**Problem description:** Please transcribe the data that follows, keeping every line exact.

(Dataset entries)
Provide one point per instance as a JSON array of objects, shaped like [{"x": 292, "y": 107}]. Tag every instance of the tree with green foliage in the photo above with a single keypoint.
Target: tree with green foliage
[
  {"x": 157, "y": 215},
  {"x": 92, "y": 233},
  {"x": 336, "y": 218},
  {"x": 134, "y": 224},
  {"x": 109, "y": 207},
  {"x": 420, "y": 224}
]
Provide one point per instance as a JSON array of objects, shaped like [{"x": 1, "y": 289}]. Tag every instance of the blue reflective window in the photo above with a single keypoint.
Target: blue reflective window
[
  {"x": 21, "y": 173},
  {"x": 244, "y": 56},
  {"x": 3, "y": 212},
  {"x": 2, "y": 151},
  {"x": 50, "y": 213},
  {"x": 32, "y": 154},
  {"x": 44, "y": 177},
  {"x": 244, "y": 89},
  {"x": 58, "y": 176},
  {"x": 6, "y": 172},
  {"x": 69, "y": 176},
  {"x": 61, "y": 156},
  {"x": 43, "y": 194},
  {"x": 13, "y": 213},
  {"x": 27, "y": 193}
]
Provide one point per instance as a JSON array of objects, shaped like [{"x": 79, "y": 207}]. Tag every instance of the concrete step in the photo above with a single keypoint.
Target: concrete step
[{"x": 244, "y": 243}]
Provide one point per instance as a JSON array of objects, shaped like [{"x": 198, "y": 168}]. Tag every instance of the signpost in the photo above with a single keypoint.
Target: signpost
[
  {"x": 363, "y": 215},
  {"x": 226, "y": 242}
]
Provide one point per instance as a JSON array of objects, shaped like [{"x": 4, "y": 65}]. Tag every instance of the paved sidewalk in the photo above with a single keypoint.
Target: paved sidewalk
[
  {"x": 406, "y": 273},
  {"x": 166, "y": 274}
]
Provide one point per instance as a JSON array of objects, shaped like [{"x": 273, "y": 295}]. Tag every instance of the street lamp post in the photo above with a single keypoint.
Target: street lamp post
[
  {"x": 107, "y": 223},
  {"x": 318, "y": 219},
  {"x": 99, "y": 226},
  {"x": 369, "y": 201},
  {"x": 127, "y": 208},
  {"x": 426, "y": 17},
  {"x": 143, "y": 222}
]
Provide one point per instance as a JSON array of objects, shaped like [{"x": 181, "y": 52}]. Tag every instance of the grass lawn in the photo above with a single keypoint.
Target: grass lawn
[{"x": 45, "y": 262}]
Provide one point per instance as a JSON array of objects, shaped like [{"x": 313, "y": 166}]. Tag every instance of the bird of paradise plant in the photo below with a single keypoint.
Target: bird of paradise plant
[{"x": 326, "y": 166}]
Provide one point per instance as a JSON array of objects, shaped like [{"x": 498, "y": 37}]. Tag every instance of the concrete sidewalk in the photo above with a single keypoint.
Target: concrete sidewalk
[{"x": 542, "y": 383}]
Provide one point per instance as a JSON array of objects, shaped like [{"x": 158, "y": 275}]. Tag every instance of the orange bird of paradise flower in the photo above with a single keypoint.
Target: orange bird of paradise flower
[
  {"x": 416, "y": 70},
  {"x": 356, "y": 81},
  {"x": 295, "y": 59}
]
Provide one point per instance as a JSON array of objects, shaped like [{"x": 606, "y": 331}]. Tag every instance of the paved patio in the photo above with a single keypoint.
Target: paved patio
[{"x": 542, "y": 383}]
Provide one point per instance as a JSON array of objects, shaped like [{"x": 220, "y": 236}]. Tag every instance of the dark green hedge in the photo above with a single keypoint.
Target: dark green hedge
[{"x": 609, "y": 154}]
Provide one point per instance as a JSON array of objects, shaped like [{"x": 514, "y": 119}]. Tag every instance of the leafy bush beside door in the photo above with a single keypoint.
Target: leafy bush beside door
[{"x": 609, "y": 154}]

**Task result:**
Provide one point per instance as a JSON array of objects, shaped like [{"x": 292, "y": 107}]. Tag every instance of the tree with green foliage in the photo above with a single keypoint.
Target: tree with green foliage
[
  {"x": 157, "y": 215},
  {"x": 92, "y": 233},
  {"x": 336, "y": 218},
  {"x": 134, "y": 224},
  {"x": 109, "y": 207},
  {"x": 420, "y": 224}
]
Provide one point per instance as a JSON array of objects, shaped like [{"x": 1, "y": 289}]. Tag every instance of the blue reflective window in the photo above with a single keypoint.
Target: blue reflective window
[
  {"x": 21, "y": 173},
  {"x": 244, "y": 56},
  {"x": 3, "y": 212},
  {"x": 2, "y": 151},
  {"x": 50, "y": 213},
  {"x": 32, "y": 154},
  {"x": 44, "y": 177},
  {"x": 244, "y": 89},
  {"x": 58, "y": 176},
  {"x": 6, "y": 172},
  {"x": 69, "y": 176},
  {"x": 61, "y": 156},
  {"x": 43, "y": 194},
  {"x": 13, "y": 213},
  {"x": 27, "y": 193}
]
Provide one point per instance as a JSON array of objects, shaped like [{"x": 79, "y": 207}]. Tag every instance of the concrete step in the photo above with a single keypoint.
Target: concrete step
[{"x": 244, "y": 243}]
Provide one point per instance as a JSON array of objects, shaped like [{"x": 198, "y": 168}]. Tag every instance of the signpost in the photo above with a single keypoint.
Target: signpost
[
  {"x": 363, "y": 215},
  {"x": 226, "y": 242}
]
Provide one point per instance as a JSON array of objects, shaped like [{"x": 4, "y": 65}]. Tag every instance of the paved sidewalk in the photo above with a single keypoint.
Target: paved sidewalk
[
  {"x": 406, "y": 273},
  {"x": 166, "y": 274}
]
Provide one point per instance as a JSON array of objects, shaped like [{"x": 273, "y": 295}]. Tag every instance of the street lamp post in the photo above with a single keypoint.
Target: street lamp post
[
  {"x": 107, "y": 223},
  {"x": 318, "y": 219},
  {"x": 99, "y": 226},
  {"x": 369, "y": 201},
  {"x": 127, "y": 208},
  {"x": 426, "y": 17},
  {"x": 143, "y": 222}
]
Provide one point per instance as a JSON array of objects, shaped like [{"x": 181, "y": 52}]. Tag every instance of the grass lawn in the photo above with a single keypoint.
Target: grass lawn
[{"x": 45, "y": 262}]
Provide one point per instance as a JSON array of objects, shaped like [{"x": 313, "y": 166}]. Tag every instance of the bird of paradise plant in the photo below with a single keypoint.
Target: bird of paradise plant
[{"x": 326, "y": 166}]
Provide one point per instance as a JSON array of objects, shaped like [{"x": 498, "y": 37}]. Tag every instance of the concrete sidewalk in the photo above with a single keypoint.
Target: concrete sidewalk
[{"x": 542, "y": 383}]
Provide one point per instance as a JSON array of objects, shaped like [{"x": 158, "y": 275}]. Tag every instance of the orange bird of paradise flower in the photo above with a single keypoint.
Target: orange bird of paradise flower
[
  {"x": 416, "y": 70},
  {"x": 356, "y": 81},
  {"x": 295, "y": 59}
]
Provide one point per instance as a JSON array of objects, shaped like [{"x": 606, "y": 331}]. Tag every instance of the paved patio in the photo above with a single keypoint.
Target: paved patio
[{"x": 542, "y": 383}]
Provide one point per instance as a JSON array of objects, shaped like [{"x": 220, "y": 236}]. Tag every instance of the dark green hedge in the photo above with a single keypoint.
Target: dark green hedge
[{"x": 609, "y": 154}]
Provide one point per instance as a JSON array of objects, shaped like [{"x": 514, "y": 119}]. Tag every instance of the leafy bush beside door in the photo above with a single keypoint.
Target: leafy bush beside door
[{"x": 609, "y": 154}]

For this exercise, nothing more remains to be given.